§ PROBLEM TO SOLVE
Continue the article about police officers being refused priority for Covid vaccines, starting right after its last sentence.

§ PASSAGE SHOWN
BEGIN

Refusal to give police officers covid jab priority is a “kick in the teeth” for frontline heroes

A police boss has hit out after “extremely disappointing news” that frontline officers won’t be given priority for Covid jabs.

North Wales Police and Crime Commissioner Arfon Jones spoke out after it was revealed that people aged 40 to 49 will be the next group to receive a the vaccine when the over 50s have been given the jab - currently expected to be by mid April.

The UK scientific advisors whose recommendations have been used by all the governments in the UK - including Wales - have ruled against giving priority to police officers and teachers in the next phase of the vaccine rollout.

The Joint Committee on Vaccination and Immunisation (JCVI) said that focusing on age would "provide the greatest benefit in the shortest time".

It concluded that the most effective way to prevent death and hospital admission is to carry on prioritising people by age.

The Welsh Government has followed the independent advice on vaccine priority from the JCVI since the start of the vaccine rollout as have all the devolved administrations.

The refusal to give police officers priority was condemned by Mr Jones who said: “Police officers deserve better treatment than this because they are among the heroes of this pandemic.

END

§ DATASET ENTRIES
BEGIN

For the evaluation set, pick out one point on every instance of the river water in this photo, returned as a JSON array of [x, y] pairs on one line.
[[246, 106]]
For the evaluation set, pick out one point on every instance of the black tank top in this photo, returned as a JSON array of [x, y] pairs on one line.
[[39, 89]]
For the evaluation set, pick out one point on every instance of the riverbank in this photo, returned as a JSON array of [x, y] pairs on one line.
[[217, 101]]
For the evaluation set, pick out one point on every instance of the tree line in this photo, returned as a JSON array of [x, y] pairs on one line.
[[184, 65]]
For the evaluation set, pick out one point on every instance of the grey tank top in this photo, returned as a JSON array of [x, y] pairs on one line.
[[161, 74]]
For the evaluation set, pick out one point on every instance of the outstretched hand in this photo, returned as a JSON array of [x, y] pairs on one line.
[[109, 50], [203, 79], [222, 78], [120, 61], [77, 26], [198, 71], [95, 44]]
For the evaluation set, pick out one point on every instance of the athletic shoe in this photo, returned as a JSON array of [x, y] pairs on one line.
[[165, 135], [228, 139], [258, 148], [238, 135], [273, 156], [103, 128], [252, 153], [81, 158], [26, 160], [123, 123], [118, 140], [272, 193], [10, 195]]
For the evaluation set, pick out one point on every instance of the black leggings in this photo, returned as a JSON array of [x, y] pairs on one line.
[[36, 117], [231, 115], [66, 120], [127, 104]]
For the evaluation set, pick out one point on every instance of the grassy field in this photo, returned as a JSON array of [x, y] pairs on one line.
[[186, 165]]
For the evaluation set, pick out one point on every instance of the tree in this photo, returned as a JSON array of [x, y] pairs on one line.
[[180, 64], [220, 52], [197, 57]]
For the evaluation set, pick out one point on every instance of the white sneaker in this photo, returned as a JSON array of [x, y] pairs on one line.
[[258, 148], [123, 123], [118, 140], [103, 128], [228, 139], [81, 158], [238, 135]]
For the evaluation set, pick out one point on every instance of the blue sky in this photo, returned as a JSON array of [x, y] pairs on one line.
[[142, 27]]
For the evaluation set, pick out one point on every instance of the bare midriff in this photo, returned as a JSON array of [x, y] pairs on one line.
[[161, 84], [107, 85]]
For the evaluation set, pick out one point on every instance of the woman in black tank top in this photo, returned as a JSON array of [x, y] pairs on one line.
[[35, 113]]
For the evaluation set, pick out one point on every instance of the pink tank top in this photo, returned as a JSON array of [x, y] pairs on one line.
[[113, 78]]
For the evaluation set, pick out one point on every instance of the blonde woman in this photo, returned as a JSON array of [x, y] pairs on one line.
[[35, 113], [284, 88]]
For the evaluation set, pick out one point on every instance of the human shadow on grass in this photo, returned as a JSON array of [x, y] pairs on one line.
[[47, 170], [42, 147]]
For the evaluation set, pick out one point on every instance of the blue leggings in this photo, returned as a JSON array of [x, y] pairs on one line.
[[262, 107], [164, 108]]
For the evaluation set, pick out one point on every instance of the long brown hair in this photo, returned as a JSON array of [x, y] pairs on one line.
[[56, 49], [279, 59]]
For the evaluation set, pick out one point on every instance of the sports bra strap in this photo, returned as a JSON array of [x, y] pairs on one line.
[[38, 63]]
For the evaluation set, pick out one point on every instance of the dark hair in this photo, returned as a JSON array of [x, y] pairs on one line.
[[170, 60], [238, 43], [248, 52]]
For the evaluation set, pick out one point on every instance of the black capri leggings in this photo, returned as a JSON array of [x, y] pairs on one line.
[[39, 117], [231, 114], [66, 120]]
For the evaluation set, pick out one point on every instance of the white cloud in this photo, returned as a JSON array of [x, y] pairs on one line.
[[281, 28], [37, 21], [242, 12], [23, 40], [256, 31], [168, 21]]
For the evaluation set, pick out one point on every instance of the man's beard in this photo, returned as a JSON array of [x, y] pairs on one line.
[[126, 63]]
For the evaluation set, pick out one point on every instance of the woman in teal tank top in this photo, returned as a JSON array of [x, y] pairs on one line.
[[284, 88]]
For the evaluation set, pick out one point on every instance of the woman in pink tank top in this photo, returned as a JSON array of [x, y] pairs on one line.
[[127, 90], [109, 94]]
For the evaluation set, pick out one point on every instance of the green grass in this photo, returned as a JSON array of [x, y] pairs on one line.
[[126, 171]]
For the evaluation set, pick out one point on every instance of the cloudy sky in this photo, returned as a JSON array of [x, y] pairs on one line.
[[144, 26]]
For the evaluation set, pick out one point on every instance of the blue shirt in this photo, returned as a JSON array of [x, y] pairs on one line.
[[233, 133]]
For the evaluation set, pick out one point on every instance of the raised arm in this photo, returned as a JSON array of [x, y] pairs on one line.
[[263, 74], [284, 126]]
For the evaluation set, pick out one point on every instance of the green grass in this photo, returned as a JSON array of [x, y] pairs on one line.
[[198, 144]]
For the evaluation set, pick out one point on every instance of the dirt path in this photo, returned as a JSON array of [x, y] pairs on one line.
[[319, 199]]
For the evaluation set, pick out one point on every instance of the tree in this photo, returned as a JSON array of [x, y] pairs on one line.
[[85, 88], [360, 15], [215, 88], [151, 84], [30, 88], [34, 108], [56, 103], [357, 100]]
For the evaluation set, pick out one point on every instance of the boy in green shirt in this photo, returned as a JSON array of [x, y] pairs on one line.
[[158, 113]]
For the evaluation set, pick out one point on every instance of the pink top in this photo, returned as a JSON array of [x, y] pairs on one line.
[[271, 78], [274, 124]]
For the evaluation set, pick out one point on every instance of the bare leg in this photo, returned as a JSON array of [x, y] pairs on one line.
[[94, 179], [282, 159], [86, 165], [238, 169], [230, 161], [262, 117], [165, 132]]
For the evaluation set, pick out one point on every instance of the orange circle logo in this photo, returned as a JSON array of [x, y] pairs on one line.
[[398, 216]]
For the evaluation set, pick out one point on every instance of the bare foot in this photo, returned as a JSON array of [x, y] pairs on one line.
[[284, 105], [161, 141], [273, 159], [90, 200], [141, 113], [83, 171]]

END
BEGIN

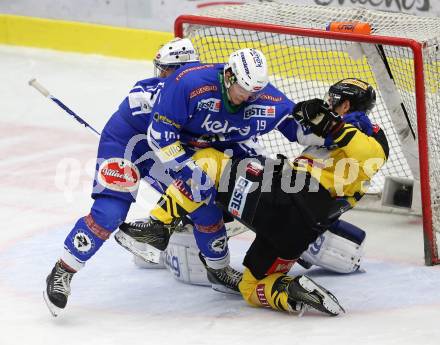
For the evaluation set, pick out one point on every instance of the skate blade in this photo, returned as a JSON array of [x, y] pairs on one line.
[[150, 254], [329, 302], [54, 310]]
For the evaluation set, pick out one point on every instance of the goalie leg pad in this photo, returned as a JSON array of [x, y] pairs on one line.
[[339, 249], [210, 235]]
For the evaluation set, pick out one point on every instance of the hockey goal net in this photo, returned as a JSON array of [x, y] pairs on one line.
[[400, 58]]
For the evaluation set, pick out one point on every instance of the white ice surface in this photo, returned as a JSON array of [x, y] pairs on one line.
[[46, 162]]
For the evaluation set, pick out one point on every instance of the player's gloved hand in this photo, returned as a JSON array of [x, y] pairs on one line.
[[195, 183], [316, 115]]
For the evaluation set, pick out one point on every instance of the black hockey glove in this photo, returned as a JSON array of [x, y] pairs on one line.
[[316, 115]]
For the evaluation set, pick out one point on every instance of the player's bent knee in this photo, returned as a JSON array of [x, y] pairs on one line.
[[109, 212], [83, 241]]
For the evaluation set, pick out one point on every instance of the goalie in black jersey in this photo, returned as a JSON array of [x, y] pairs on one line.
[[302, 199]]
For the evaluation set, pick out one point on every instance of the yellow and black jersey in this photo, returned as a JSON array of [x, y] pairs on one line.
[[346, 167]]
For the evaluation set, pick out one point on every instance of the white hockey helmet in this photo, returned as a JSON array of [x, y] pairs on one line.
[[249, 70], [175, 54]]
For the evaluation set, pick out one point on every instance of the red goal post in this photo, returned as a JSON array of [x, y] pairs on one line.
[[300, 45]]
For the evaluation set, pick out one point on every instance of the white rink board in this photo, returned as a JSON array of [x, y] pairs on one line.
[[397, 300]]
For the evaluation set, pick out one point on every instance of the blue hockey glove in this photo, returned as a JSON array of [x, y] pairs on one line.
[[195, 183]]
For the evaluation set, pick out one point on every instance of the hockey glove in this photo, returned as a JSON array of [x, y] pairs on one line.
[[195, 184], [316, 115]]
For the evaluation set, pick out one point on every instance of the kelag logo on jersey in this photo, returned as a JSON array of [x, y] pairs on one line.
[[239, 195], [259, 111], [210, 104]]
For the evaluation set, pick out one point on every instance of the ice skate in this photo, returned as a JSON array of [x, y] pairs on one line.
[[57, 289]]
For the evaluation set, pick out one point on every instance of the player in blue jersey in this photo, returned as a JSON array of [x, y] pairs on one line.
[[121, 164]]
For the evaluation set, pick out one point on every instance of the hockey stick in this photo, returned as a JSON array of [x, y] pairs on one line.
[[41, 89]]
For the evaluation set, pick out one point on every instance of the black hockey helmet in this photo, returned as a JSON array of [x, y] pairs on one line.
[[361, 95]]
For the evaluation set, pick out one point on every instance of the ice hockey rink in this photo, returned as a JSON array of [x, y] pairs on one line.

END

§ RESPONSE FOR THIS EXERCISE
“The recommendation that they, along with teachers, should not be given priority is a real kick in the teeth when they potentially they put their lives on the line every time they go out on duty.

“The Covid pandemic has added another layer of risk to an already dangerous job, especially when new and more contagious variants of the virus are spreading the disease.

“Unbelievably, police officers have had to deal with the additional threat from a small minority of offenders spitting or coughing in their faces, saying they are infected with coronavirus.

“As a matter of urgency, am calling on the Welsh Government to put this right by including police officers among those given priority to receive a jab so they can continue to protect our communities across North Wales during the pandemic.”

North Wales Police Federation general secretary Mark Jones said: “We represent over 1,500 brave, hard working and dedicated police officers in North Wales.

“Throughout this period since Covid-19 gripped our communities, the vast majority of police officers have had no option but to continue working.

“Sadly, in North Wales, we have seen many colleagues who have become unwell with Covid-19 and many more having to self-isolate.

“Many of my members have passionately described their fears in bringing Covid-19 back to their family homes and thus putting their loved ones at significant risk of contracting this deadly virus.”

Professor Wei Shen Lim, Covid-19 chair for JCVI, said: "Vaccinations stop people from dying and the current strategy is to prioritise those who are more likely to have severe outcomes and die from Covid-19.

"The evidence is clear that the risk of hospitalisation and death increases with age.

"The vaccination programme is a huge success and continuing the age-based rollout will provide the greatest benefit in the shortest time, including to those in occupations at a higher risk of exposure."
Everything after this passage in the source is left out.